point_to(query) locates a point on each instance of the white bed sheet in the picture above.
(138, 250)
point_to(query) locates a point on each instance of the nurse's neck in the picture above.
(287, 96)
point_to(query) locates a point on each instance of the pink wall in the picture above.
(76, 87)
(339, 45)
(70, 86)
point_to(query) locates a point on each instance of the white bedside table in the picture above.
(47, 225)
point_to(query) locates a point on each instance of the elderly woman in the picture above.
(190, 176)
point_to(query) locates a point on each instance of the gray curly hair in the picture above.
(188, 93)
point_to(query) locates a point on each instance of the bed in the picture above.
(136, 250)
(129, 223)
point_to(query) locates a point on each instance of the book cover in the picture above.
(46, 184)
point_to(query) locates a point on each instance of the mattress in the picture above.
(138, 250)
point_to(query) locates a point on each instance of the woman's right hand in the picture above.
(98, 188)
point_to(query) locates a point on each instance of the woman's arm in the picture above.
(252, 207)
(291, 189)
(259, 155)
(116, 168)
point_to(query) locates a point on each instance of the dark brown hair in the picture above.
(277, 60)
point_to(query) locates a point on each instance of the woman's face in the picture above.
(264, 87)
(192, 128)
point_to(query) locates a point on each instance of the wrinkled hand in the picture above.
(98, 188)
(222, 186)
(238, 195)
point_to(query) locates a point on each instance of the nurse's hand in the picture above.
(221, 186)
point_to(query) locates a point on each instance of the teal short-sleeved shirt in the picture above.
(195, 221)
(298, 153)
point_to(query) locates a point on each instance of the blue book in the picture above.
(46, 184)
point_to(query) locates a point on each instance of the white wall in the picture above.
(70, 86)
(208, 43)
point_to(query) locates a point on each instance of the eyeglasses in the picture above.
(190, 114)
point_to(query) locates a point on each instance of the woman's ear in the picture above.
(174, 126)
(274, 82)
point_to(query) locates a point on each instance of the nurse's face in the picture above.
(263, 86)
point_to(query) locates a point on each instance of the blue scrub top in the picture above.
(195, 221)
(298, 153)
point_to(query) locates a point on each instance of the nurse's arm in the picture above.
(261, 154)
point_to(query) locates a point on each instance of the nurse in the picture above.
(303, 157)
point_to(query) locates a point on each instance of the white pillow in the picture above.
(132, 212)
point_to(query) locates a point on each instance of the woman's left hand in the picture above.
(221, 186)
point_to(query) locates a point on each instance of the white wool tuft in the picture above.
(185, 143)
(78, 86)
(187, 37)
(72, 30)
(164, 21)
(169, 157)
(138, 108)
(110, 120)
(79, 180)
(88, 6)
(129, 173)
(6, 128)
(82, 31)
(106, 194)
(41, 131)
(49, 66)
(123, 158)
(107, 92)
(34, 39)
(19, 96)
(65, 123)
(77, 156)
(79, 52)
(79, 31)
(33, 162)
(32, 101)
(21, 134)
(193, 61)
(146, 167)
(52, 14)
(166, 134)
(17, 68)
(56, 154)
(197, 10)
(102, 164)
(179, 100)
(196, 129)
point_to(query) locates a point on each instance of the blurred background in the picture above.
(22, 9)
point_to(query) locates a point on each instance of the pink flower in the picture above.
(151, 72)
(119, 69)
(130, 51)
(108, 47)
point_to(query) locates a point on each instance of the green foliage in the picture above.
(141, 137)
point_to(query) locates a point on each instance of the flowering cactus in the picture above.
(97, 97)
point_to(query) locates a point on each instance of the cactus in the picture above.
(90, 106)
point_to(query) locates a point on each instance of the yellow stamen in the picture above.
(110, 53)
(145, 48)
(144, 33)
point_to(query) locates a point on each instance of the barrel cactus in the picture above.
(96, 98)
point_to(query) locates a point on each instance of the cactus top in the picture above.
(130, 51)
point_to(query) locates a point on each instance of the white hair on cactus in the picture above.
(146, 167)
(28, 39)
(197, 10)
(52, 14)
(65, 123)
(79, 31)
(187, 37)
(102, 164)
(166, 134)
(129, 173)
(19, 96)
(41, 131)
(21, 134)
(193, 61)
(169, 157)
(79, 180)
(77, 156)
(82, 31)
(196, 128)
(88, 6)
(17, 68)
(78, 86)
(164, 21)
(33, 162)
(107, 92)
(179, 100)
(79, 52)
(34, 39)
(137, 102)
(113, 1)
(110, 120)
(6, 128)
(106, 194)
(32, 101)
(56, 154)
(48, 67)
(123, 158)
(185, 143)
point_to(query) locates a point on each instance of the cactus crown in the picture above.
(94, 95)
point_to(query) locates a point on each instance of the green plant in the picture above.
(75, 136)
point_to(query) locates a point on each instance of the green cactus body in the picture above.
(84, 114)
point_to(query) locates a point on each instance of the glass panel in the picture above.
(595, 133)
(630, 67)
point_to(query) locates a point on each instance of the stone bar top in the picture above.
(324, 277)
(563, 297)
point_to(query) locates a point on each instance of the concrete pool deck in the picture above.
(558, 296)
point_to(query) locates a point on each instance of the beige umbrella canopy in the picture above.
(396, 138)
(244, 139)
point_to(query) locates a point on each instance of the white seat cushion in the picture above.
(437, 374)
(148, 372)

◆ ◆ ◆ ◆

TASK PROMPT →
Once more, write out all the data above exactly as given.

ANSWER BOX →
point_to(query) locates a point on each instance of the white bed sheet in the picture above.
(138, 250)
point_to(query) locates a point on each instance of the nurse's neck in the picture above.
(287, 96)
point_to(query) locates a point on each instance of the pink wall in the picture above.
(76, 87)
(339, 45)
(70, 86)
point_to(query) locates a point on each instance of the white bedside table in the picture above.
(47, 225)
point_to(query) locates a point on each instance of the elderly woman in the picture above.
(190, 176)
point_to(query) locates a point on each instance of the gray curly hair in the picture above.
(188, 93)
point_to(query) locates a point on each instance of the bed in the picture above.
(136, 250)
(129, 223)
point_to(query) locates a point on each instance of the book cover in the picture above.
(46, 184)
point_to(query) locates a point on each instance of the mattress in the picture above.
(138, 250)
point_to(query) locates a point on each instance of the woman's right hand in the picture above.
(98, 188)
point_to(query) locates a point on each instance of the woman's arm in the picture above.
(252, 207)
(291, 189)
(259, 155)
(116, 168)
point_to(query) locates a point on each instance of the dark brown hair in the picture above.
(277, 60)
point_to(query) locates a point on each instance of the woman's face in the picture above.
(264, 87)
(192, 128)
point_to(query) locates a point on each instance of the wrinkled hand in the picture above.
(98, 188)
(222, 186)
(238, 195)
point_to(query) locates a point on each instance of the nurse's hand in the picture above.
(221, 186)
point_to(query) locates a point on each instance of the teal short-sleeved shirt in the picture above.
(195, 221)
(298, 153)
point_to(query) locates a point on each instance of the blue book in the picture above.
(46, 184)
point_to(query) locates a point on each instance of the white wall in the picture above.
(70, 86)
(208, 43)
point_to(query) locates a point on each instance of the eyeglasses in the picture above.
(190, 114)
point_to(query) locates a point on each instance of the woman's ear in the picture above.
(174, 126)
(274, 82)
point_to(query) locates a point on each instance of the nurse's face in the picture above.
(263, 86)
point_to(query) locates a point on each instance of the blue scrub top in the picture above.
(195, 221)
(298, 153)
point_to(query) locates a point on each instance of the nurse's arm in the picture above.
(261, 154)
point_to(query) locates a point on each instance of the nurse in the picture above.
(303, 157)
point_to(query) locates a point on each instance of the white pillow in the picture above.
(132, 212)
point_to(query) locates a point on each instance of the woman's left hand in the picture above.
(221, 186)
point_to(query) locates a point on each instance of the white wool tuft in the picture above.
(185, 143)
(78, 86)
(187, 37)
(72, 30)
(164, 21)
(169, 157)
(138, 108)
(110, 120)
(79, 180)
(88, 6)
(129, 173)
(6, 128)
(82, 31)
(106, 194)
(41, 131)
(49, 66)
(123, 158)
(107, 92)
(34, 39)
(19, 96)
(65, 123)
(77, 156)
(79, 52)
(79, 31)
(33, 162)
(32, 101)
(21, 134)
(193, 61)
(146, 167)
(52, 14)
(166, 134)
(17, 68)
(56, 154)
(197, 10)
(102, 164)
(179, 100)
(196, 129)
point_to(query) locates a point on each instance of the blurred background in the picture above.
(22, 9)
point_to(query) locates a point on each instance of the pink flower in the picture above.
(151, 72)
(119, 69)
(130, 51)
(108, 47)
point_to(query) locates a point on each instance of the green foliage in the picture above.
(141, 137)
point_to(query) locates a point on each instance of the flowering cactus in the picture above.
(97, 97)
point_to(query) locates a point on each instance of the cactus in the picture above.
(90, 106)
point_to(query) locates a point on each instance of the yellow stamen in the picture above.
(110, 53)
(145, 48)
(144, 33)
point_to(query) locates a point on each instance of the barrel cactus in the picture above.
(96, 98)
point_to(query) locates a point on each instance of the cactus top in the picture above.
(130, 51)
point_to(query) locates a point on each instance of the white hair on cactus in the picture above.
(146, 167)
(28, 39)
(197, 10)
(52, 14)
(65, 123)
(79, 31)
(187, 37)
(102, 164)
(166, 134)
(129, 173)
(19, 96)
(41, 131)
(21, 134)
(193, 61)
(169, 157)
(79, 180)
(77, 156)
(82, 31)
(196, 128)
(88, 6)
(17, 68)
(78, 86)
(164, 21)
(33, 162)
(107, 92)
(179, 100)
(79, 52)
(34, 39)
(137, 102)
(113, 1)
(110, 120)
(6, 128)
(106, 194)
(32, 101)
(56, 154)
(48, 67)
(123, 158)
(185, 143)
point_to(query) locates a point on each instance of the cactus crown in the picture above.
(94, 95)
point_to(query) locates a point on each instance of the green plant in the picture above.
(75, 136)
point_to(query) locates a point on each instance of the green cactus body in the picture above.
(84, 114)
point_to(query) locates a point on each instance of the glass panel in the picture above.
(595, 133)
(630, 67)
point_to(query) locates a point on each instance of the stone bar top in the picture above.
(324, 277)
(563, 297)
point_to(query) locates a point on each instance of the concrete pool deck in the picture above.
(558, 296)
point_to(query) locates a point on each instance of the beige umbrella canopy in the picture above.
(396, 138)
(244, 139)
point_to(query) locates a point on each instance of the white seat cushion in the picture above.
(437, 374)
(148, 372)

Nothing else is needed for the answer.